## Prompt
Since pictures are not wanted, repeat only the text of the records, word for word.

## The records
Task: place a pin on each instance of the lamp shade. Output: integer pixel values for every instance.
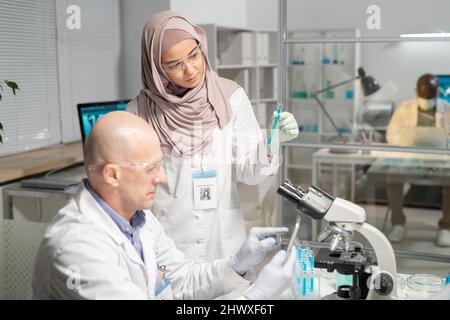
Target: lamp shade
(369, 84)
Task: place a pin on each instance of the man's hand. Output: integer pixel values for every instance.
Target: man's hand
(259, 242)
(274, 278)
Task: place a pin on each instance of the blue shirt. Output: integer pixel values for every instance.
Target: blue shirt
(129, 229)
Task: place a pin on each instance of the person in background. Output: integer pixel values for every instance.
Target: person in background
(106, 243)
(209, 136)
(423, 121)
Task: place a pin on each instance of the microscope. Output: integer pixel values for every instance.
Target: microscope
(371, 279)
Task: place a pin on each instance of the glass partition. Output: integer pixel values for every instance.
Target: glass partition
(366, 93)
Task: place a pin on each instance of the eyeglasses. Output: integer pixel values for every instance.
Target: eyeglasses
(151, 169)
(178, 66)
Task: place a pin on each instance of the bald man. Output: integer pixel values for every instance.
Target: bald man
(106, 243)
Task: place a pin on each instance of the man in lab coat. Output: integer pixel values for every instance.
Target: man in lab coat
(106, 244)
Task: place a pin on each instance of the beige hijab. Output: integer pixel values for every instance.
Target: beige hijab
(184, 124)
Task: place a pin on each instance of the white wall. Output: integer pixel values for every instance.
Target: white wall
(403, 62)
(134, 14)
(228, 13)
(262, 14)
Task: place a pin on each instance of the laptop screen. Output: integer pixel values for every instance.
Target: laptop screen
(89, 113)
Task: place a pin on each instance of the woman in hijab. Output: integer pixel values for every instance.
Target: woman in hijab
(209, 136)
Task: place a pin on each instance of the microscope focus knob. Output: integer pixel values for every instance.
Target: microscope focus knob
(384, 284)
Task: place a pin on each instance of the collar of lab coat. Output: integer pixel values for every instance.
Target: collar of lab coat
(95, 214)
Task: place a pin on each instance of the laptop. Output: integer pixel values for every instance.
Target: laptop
(89, 113)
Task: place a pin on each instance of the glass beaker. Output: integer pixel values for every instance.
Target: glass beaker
(421, 286)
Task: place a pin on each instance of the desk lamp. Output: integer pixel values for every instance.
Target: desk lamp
(369, 86)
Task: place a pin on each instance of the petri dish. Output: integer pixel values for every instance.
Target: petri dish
(421, 286)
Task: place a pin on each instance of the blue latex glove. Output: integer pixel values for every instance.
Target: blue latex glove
(274, 278)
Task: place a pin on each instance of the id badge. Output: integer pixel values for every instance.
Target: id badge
(164, 291)
(205, 189)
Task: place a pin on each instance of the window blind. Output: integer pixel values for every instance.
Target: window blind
(31, 119)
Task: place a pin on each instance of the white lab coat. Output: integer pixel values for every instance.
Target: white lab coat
(215, 233)
(83, 240)
(403, 130)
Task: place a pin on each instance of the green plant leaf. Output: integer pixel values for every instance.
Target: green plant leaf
(12, 85)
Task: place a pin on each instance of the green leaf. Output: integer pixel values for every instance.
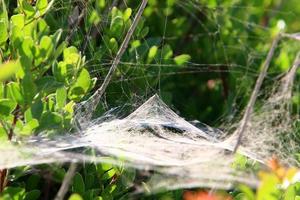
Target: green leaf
(18, 20)
(78, 184)
(3, 134)
(13, 193)
(50, 121)
(17, 33)
(167, 52)
(28, 89)
(37, 109)
(47, 84)
(42, 5)
(6, 107)
(8, 69)
(127, 13)
(68, 52)
(61, 97)
(28, 9)
(14, 92)
(75, 197)
(32, 195)
(117, 22)
(28, 128)
(46, 47)
(81, 86)
(152, 53)
(3, 32)
(27, 51)
(182, 59)
(113, 45)
(3, 12)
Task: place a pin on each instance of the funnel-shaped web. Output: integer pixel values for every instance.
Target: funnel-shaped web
(174, 152)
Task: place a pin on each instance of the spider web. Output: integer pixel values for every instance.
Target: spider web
(153, 138)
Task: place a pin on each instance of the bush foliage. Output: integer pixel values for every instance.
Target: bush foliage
(55, 53)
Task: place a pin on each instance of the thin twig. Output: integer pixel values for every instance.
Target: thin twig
(255, 92)
(66, 182)
(289, 78)
(95, 98)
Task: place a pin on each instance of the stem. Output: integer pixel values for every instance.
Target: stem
(66, 182)
(255, 92)
(95, 98)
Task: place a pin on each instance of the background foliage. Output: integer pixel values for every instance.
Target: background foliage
(200, 56)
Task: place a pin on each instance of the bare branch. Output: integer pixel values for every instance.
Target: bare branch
(90, 105)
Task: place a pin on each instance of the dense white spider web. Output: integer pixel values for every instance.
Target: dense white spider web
(176, 153)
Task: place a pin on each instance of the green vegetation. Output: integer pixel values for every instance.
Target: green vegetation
(202, 57)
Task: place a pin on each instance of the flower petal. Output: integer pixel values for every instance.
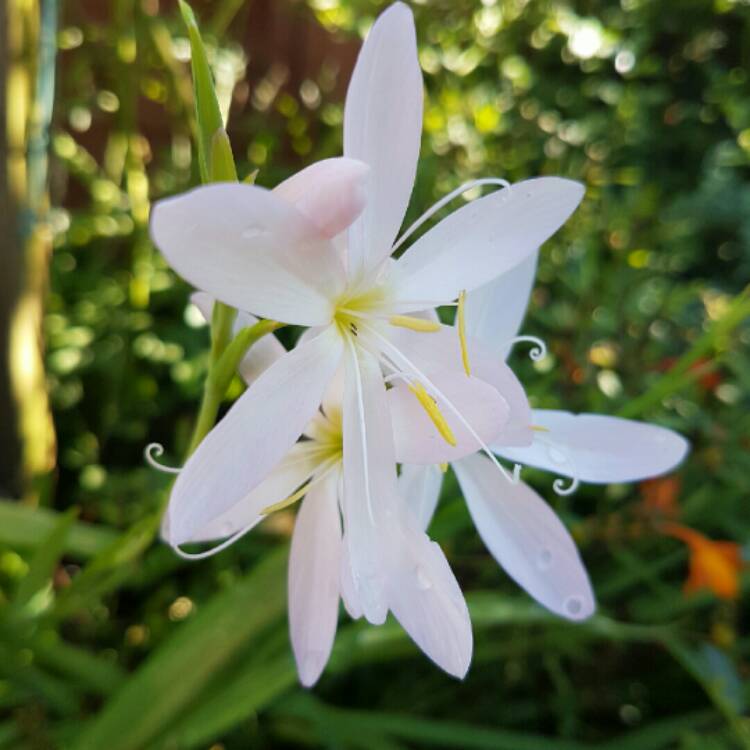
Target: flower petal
(420, 487)
(495, 311)
(261, 355)
(314, 561)
(599, 449)
(253, 437)
(425, 598)
(416, 437)
(250, 249)
(369, 478)
(330, 193)
(346, 583)
(526, 538)
(486, 238)
(292, 471)
(383, 127)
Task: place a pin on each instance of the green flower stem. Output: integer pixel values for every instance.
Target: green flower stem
(684, 372)
(223, 364)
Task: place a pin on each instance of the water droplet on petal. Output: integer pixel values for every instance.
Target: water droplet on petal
(556, 455)
(573, 606)
(544, 561)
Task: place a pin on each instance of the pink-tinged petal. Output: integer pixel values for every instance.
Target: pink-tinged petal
(495, 311)
(330, 193)
(484, 239)
(314, 561)
(440, 352)
(292, 471)
(416, 437)
(526, 538)
(250, 249)
(369, 478)
(261, 355)
(383, 127)
(420, 487)
(425, 598)
(259, 429)
(599, 449)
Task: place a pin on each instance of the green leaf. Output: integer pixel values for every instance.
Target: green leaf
(108, 568)
(222, 161)
(207, 110)
(24, 526)
(179, 670)
(46, 558)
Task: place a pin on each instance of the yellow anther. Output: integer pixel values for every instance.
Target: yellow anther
(286, 502)
(433, 412)
(415, 324)
(462, 331)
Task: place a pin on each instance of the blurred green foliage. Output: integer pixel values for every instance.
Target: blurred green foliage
(646, 102)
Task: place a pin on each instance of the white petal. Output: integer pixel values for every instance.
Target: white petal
(425, 598)
(369, 478)
(526, 537)
(484, 239)
(253, 437)
(439, 352)
(330, 193)
(250, 249)
(420, 487)
(293, 470)
(382, 127)
(598, 449)
(261, 355)
(495, 311)
(417, 439)
(346, 582)
(314, 561)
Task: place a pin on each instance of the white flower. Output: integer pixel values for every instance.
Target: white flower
(519, 529)
(252, 249)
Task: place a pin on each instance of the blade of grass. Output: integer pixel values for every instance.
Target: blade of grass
(177, 672)
(24, 526)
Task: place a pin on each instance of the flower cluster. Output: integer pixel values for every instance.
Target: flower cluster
(376, 382)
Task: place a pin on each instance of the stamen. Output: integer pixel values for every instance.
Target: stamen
(414, 324)
(444, 201)
(433, 412)
(461, 318)
(395, 354)
(537, 352)
(157, 449)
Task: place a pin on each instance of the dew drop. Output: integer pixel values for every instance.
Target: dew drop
(544, 561)
(556, 455)
(573, 606)
(423, 582)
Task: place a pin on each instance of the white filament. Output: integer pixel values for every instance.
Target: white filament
(537, 352)
(430, 212)
(153, 450)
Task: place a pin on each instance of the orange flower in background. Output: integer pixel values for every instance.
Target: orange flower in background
(661, 496)
(714, 565)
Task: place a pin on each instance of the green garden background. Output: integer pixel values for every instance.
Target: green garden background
(108, 641)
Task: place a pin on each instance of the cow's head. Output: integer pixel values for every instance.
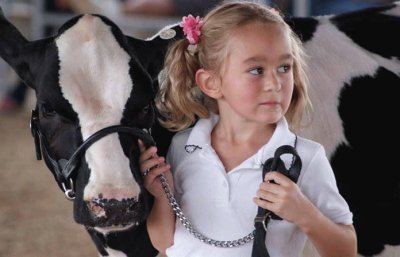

## Your solution
Task: place a pin on each instance of the lamp shade. Output: integer pixel values for every instance.
Target: lamp shade
(369, 84)
Task: place a pin on each instance of the man's hand. Output: integer pixel values for every instance.
Target: man's hand
(259, 242)
(274, 278)
Task: place a pin on each instance of the blue shirt. Output: integer pixel values for every instance.
Target: blue shirt
(129, 229)
Task: place a pin on each instance of the person in background. Output: integer pixel values for every instance.
Target: person in background
(106, 243)
(209, 136)
(423, 121)
Task: place a pin on each instance of the microscope. Output: integer pixel values for every instance.
Target: microscope
(371, 279)
Task: place a pin on each instance of the glass partition. Output: integer pixel values for every instance.
Target: glass partition
(366, 93)
Task: place a pin on each instance of the eyeglasses. Output: integer pixel values for every instance.
Target: eyeglasses
(151, 169)
(178, 66)
Task: place a pin on each instance of the bald man. Output: integer pixel values for every instance.
Target: bald man
(106, 243)
Task: place a pin on each instance of the man in lab coat. Output: integer pixel values for every instance.
Target: man in lab coat
(106, 244)
Task: place a pin on each instance of the beige hijab. Output: integer pixel values for every instance.
Target: beige hijab
(184, 124)
Task: place a pin on each instance of the white wall. Output: integer pixel values for every instance.
Target: white wall
(403, 62)
(134, 14)
(228, 13)
(262, 14)
Task: place a pin on each instance of the laptop screen. Output: integer pixel values for every instance.
Target: laptop screen
(89, 113)
Task: place a pin on each instance of the woman in hijab. Output: integer pixel values for every instance.
Target: woman in hijab
(209, 136)
Task: place a pin on each instance of the microscope focus knob. Output: integer pixel values for every instance.
Target: microscope focus knob
(384, 284)
Task: place a pin on each instance of the collar of lab coat. Output: integer pixel values for every instance.
Target: collar of lab coat
(95, 214)
Task: place a pin on each instance of the laptop. Output: integer pixel values for every instance.
Target: laptop
(89, 113)
Task: place a pin on each instance of the glass beaker. Output: integer pixel values for every instance.
Target: glass beaker
(421, 286)
Task: place a pin on each instance of the desk lamp. Output: integer pixel values for every instance.
Target: desk lamp
(369, 86)
Task: place a pin on each instance of the petri dish. Output: integer pixel values for every instance.
Target: petri dish
(421, 286)
Task: place a pin on each instance of the blue latex glove. Output: integer pixel values for every instance.
Target: blue latex glove
(274, 278)
Task: place a pin on each instance of the id badge. Output: integer pixel values for every instance.
Target: id badge
(164, 291)
(205, 189)
Task: place a pin on each instance of the window blind. Output: integer pixel values for every instance.
Target: window blind
(31, 119)
Task: place a pin on each instance of the white lab coat. Output: integer pixel values for every instance.
Target: white lab coat
(215, 233)
(83, 240)
(403, 130)
Task: place a pin on each instance of the green plant leaf. Output: integer pixel values for every instance.
Target: green plant leaf
(12, 85)
Task: place a pin on each instance of the green leaf. Output: integer pixel values for every instance.
Target: green leaf
(18, 20)
(78, 184)
(3, 134)
(13, 193)
(50, 121)
(17, 33)
(167, 52)
(28, 89)
(37, 109)
(47, 84)
(42, 5)
(6, 107)
(8, 69)
(127, 13)
(68, 52)
(61, 97)
(28, 9)
(14, 92)
(75, 197)
(32, 195)
(117, 22)
(28, 128)
(46, 47)
(81, 86)
(152, 53)
(3, 32)
(27, 51)
(182, 59)
(113, 45)
(3, 12)
Task: place a pin on each instance of the funnel-shaped web. Output: integer pixel values for every instance.
Target: funnel-shaped web
(174, 152)
Task: place a pin on each instance of the spider web. Output: integer pixel values for every instance.
Target: spider web
(153, 138)
Task: place a pin on each instance of the bush foliage. Output: integer pixel values for every instance.
Target: bush foliage
(55, 53)
Task: place a pin on each instance of the thin twig. Output: integer pixel values for every instance.
Target: thin twig
(255, 92)
(66, 182)
(289, 78)
(95, 98)
Task: place a pin on each instance of the stem. Output: integer pixel values for every instance.
Target: stem
(66, 182)
(255, 92)
(95, 98)
Task: place a pin on each instance of the background foliage. Output: integer pixel values for every instance.
Target: background foliage
(200, 56)
Task: place a pin on each instance of the bare branch. Output: integer pixel values for every instance.
Target: bare branch
(90, 105)
Task: place a pin on each instance of the dense white spider web. Output: integer pixel values for every instance.
Target: dense white spider web
(176, 153)
Task: place a pin on each instance of the green vegetation. Output: integer pixel values for every instance.
Target: green vegetation
(202, 57)
Task: place a pin on each instance of the flower petal. Output: integer pixel values for every instance.
Target: flower petal
(420, 487)
(495, 311)
(261, 355)
(314, 561)
(599, 449)
(253, 437)
(425, 598)
(416, 437)
(250, 249)
(369, 478)
(330, 193)
(346, 583)
(526, 538)
(486, 238)
(292, 471)
(383, 127)
Task: place a pin on each instance of the green flower stem. Output: integer pixel values for every instance.
Target: green flower stem
(684, 372)
(223, 364)
Task: place a pin on each instance of the water droplet on petal. Output: integer pixel values for every instance.
Target: water droplet on petal
(556, 455)
(573, 606)
(544, 561)
Task: place a pin on each instance of the pink-tinged petal. Output: integer pixel values for every instance.
Target: pink-tinged petal
(495, 311)
(330, 193)
(484, 239)
(314, 561)
(440, 352)
(292, 471)
(416, 437)
(526, 538)
(250, 249)
(369, 478)
(261, 355)
(383, 127)
(420, 487)
(425, 598)
(259, 429)
(599, 449)
Task: place a pin on each instance of the green leaf. Output: integer pixel values for every instance.
Target: green leaf
(108, 568)
(222, 161)
(207, 110)
(24, 526)
(179, 670)
(46, 558)
Task: place a pin on each instance of the yellow anther. Output: integer pixel values for every instance.
Target: yellow anther
(286, 502)
(433, 412)
(415, 324)
(462, 331)
Task: place a pin on each instance of the blurred green foliage. Output: integer pixel values for every instance.
Target: blurred green foliage
(646, 102)
Task: place a pin on each instance of the white petal. Output: integer pixel values for every instance.
Target: white petal
(425, 598)
(369, 478)
(526, 537)
(484, 239)
(253, 437)
(439, 352)
(330, 193)
(250, 249)
(420, 487)
(293, 470)
(382, 127)
(598, 449)
(261, 355)
(495, 311)
(417, 439)
(346, 582)
(314, 561)
Task: place a pin on each instance of the white flower. Output: integer pixel values for every instance.
Target: white flower
(519, 529)
(252, 249)
Task: place a pin on each instance of the blade of grass. Output: integer pixel values for every instance.
Target: blade of grass
(177, 672)
(24, 526)
Task: place a pin on each instance of the flower cluster. Output: integer pixel values for every instance.
Target: flower cluster
(376, 382)
Task: place a pin on each instance of the stamen. Output: integer pixel values for every instance.
Target: stamen
(414, 324)
(444, 201)
(433, 412)
(461, 318)
(395, 354)
(537, 352)
(157, 449)
Task: place a pin on each instance of the dew drop. Output: integer pixel values for every instance.
Target: dew drop
(544, 561)
(556, 455)
(573, 606)
(423, 582)
Task: place a pin on each instance of the white filament. Output: integer pixel values for every instance.
Target: white filament
(537, 352)
(430, 212)
(153, 450)
Task: place a pin on each instance of the orange flower in background. Output: integer pixel values for every instance.
Target: orange flower in background
(661, 496)
(714, 565)
Task: place a pin on each instance of the green garden background. Output: integer pixel values for every instance.
Target: green garden background
(108, 641)
Task: place a pin on each instance of the cow's head. Output: integer pixel values for every instance.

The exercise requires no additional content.